** start of DATASET **

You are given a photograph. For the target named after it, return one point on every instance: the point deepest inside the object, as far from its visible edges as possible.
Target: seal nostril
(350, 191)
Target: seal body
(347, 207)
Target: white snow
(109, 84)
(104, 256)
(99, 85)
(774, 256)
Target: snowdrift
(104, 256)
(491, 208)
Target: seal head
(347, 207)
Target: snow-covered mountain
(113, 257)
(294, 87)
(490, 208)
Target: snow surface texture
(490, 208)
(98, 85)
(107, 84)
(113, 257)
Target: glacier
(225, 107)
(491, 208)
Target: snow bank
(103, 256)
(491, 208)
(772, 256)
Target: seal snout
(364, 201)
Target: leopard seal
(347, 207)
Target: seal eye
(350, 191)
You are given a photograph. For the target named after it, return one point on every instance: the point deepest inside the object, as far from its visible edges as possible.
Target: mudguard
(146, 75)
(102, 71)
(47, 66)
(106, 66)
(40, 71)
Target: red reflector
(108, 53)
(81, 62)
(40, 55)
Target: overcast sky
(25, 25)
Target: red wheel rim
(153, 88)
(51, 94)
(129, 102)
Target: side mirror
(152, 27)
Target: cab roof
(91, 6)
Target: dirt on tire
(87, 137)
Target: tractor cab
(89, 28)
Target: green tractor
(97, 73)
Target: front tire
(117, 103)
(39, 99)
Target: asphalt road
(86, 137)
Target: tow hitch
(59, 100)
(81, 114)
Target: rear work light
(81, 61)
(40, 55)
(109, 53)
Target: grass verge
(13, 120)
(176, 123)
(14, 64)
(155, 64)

** end of DATASET **
** start of DATASET **

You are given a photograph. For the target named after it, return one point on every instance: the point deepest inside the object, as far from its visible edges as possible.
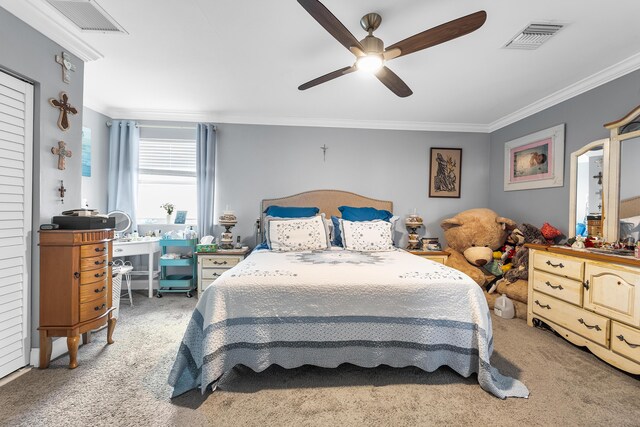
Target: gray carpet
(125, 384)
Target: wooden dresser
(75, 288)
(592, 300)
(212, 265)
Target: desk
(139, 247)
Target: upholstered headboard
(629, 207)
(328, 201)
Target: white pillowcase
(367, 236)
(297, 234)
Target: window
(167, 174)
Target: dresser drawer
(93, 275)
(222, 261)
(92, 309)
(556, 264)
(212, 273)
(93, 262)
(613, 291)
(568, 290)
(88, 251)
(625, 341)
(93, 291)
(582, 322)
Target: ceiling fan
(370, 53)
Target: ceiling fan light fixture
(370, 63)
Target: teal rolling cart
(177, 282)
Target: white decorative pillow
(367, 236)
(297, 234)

** end of DATASET **

» **AIM OF THE TASK**: Report, copied in full, every line of the entries that contains the word "tractor". Case counts.

» **RESPONSE TO THIS TASK**:
Target: tractor cab
Target: green tractor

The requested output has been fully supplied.